• **Exercise instructions**: Output the data below exactly. Leave nothing out.

Records contained in a dataset
=-=-=-=-=
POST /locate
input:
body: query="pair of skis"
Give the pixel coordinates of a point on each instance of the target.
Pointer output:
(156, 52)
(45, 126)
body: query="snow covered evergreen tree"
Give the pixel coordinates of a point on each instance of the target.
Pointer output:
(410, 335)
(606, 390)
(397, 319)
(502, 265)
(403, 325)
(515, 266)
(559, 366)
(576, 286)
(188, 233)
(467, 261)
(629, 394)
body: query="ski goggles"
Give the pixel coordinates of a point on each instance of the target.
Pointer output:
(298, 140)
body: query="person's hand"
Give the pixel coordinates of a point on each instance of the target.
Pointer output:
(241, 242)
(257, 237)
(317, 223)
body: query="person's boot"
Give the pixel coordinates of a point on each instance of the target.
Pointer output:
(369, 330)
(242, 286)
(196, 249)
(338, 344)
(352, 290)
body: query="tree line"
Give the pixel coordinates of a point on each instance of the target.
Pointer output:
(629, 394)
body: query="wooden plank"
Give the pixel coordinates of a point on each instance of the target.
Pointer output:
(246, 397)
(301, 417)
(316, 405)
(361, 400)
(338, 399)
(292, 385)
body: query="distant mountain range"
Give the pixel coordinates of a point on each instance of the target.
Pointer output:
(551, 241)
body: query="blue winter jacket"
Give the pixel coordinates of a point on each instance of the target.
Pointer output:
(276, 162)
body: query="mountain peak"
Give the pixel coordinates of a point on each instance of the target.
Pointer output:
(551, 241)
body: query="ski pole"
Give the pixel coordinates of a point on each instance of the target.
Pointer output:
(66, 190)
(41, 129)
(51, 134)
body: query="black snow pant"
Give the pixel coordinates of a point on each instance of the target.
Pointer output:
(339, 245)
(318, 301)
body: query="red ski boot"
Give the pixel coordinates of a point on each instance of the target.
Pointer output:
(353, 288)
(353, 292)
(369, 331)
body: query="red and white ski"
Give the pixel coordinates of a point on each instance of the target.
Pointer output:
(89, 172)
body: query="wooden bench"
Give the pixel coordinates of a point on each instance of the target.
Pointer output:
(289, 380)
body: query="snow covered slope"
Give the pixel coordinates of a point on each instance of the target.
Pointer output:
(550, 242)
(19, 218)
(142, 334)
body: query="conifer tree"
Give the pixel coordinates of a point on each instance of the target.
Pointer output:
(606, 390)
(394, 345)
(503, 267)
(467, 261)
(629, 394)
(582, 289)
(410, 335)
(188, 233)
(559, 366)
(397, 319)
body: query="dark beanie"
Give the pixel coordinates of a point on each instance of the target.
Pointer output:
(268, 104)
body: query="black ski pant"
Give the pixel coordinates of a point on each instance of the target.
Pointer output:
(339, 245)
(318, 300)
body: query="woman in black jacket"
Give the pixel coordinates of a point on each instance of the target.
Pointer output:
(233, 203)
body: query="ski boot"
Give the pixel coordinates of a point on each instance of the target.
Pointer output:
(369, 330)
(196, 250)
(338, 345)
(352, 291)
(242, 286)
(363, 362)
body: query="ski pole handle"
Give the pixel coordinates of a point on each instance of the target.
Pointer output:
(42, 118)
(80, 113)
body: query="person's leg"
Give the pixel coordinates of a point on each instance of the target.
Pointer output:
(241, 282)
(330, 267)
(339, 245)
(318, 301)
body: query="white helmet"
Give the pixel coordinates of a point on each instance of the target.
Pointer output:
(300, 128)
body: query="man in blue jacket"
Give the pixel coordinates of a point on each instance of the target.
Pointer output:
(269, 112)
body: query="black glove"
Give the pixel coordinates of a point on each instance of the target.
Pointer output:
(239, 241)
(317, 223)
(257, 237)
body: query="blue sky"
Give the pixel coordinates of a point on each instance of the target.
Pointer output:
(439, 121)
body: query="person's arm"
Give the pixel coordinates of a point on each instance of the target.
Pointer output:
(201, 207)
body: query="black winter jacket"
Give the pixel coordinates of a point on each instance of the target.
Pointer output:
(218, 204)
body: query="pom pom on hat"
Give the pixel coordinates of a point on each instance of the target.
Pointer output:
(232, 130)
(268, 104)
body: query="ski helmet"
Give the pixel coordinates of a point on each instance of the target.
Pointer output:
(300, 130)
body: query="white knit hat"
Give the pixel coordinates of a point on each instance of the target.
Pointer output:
=-=-=-=-=
• **Answer to the problem**:
POST /locate
input:
body: query="pair of skis"
Give the pixel coordinates of a point on each instance of the target.
Pointer output:
(156, 52)
(45, 126)
body: query="snow covered evergreen tree"
Give the pixel coordinates of a point on each instance of the target.
Pointer output:
(410, 335)
(606, 390)
(397, 319)
(502, 265)
(403, 325)
(515, 266)
(559, 366)
(576, 286)
(188, 233)
(467, 261)
(629, 394)
body: query="ski goggles"
Give the pixel coordinates of a point on each instance of the target.
Pointer output:
(298, 140)
body: query="person's hand"
Give the pixel coordinates of a point on each instance of the target.
Pointer output:
(241, 242)
(257, 237)
(317, 223)
body: query="person's boot"
Give the pixel coordinates of a point on each instance of the target.
Pointer output:
(369, 330)
(242, 286)
(196, 249)
(338, 344)
(352, 290)
body: query="tree line"
Give the pixel coordinates of a point on each instance of the target.
Pointer output:
(629, 394)
body: query="wooden plank"
Give the pixel coordinates of a point on each instance of the target.
Pointer output:
(246, 397)
(301, 417)
(316, 405)
(361, 400)
(338, 399)
(292, 385)
body: query="distant mountain range"
Give the pixel coordinates of a point on each instance of the target.
Pointer output:
(551, 241)
body: query="blue winter jacket"
Give the pixel coordinates of a point on each instance of the target.
Pointer output:
(276, 162)
body: query="mountain peak"
Give the pixel coordinates of a point on each instance of the target.
Pointer output:
(551, 241)
body: query="ski pole"
Give the pixel coordinates of a point on each instance of the target.
Pointer output:
(66, 190)
(41, 129)
(51, 134)
body: query="black snow pant"
Give the pixel coordinates of a point on each instance of the target.
Pointer output:
(339, 245)
(318, 301)
body: query="red ski boot"
Give the pixel coordinates of a point on each instance of the target.
Pointer output:
(353, 288)
(353, 292)
(369, 331)
body: query="red and white ski"
Give the pixel coordinates of a point on each instance of the target.
Pointer output:
(89, 172)
body: query="wooden bench"
Give the pixel coordinates of a point on each instance of the target.
Pointer output:
(289, 380)
body: query="snow covered slope"
Give the pixel coordinates of a point on each instance of the target.
Pointer output:
(550, 242)
(19, 218)
(142, 334)
body: query="conifer tree"
Give the pixel coordinates of a point on each instance of the target.
Pointer output:
(606, 390)
(394, 345)
(503, 267)
(467, 261)
(629, 394)
(582, 289)
(410, 335)
(188, 233)
(559, 366)
(397, 319)
body: query="dark beanie"
Give the pixel coordinates of a point on each instance of the target.
Pointer output:
(268, 104)
body: query="black ski pant"
Give the pixel coordinates of a point on each instance of the target.
Pointer output:
(339, 245)
(318, 300)
body: query="woman in black jacket"
Give the pixel coordinates of a point on each instance of the target.
Pointer output:
(233, 203)
body: query="ski boot"
Give the pixel coordinates of a point on each instance of the target.
Pointer output:
(369, 330)
(196, 250)
(338, 345)
(352, 291)
(242, 286)
(363, 362)
body: query="ski pole handle"
Give the pixel coordinates of a point on each instance of the target.
Pointer output:
(42, 118)
(80, 113)
body: query="person's leg"
Give the pixel coordinates of a point on each instance of the target.
Pointer output:
(241, 282)
(330, 267)
(339, 245)
(318, 301)
body: query="white helmet"
Give the pixel coordinates of a point on each instance of the target.
Pointer output:
(300, 128)
body: query="man in blue jacket"
Give the pixel coordinates of a point on each instance of the target.
Pointer output:
(269, 112)
body: query="black glove"
Give the pixel coordinates of a point on each instance of the target.
Pointer output:
(239, 241)
(317, 223)
(257, 237)
body: query="blue sky"
Give the pixel coordinates of a point on each instance of the target.
Pointer output:
(439, 121)
body: query="person's arm"
Give the pixel coordinates of a point on each instance of the target.
Pointer output:
(201, 207)
body: query="black winter jacket"
Give the pixel coordinates of a point on each instance of the target.
Pointer output:
(218, 204)
body: query="pom pom on hat"
Give the pixel coordinates of a point on each instance of the target.
Pointer output:
(232, 130)
(268, 104)
body: query="ski helmet"
Give the pixel coordinates of a point on each instance of the target.
Pointer output:
(300, 130)
body: query="white knit hat"
Give the pixel coordinates of a point on each instance of the target.
Pointer output:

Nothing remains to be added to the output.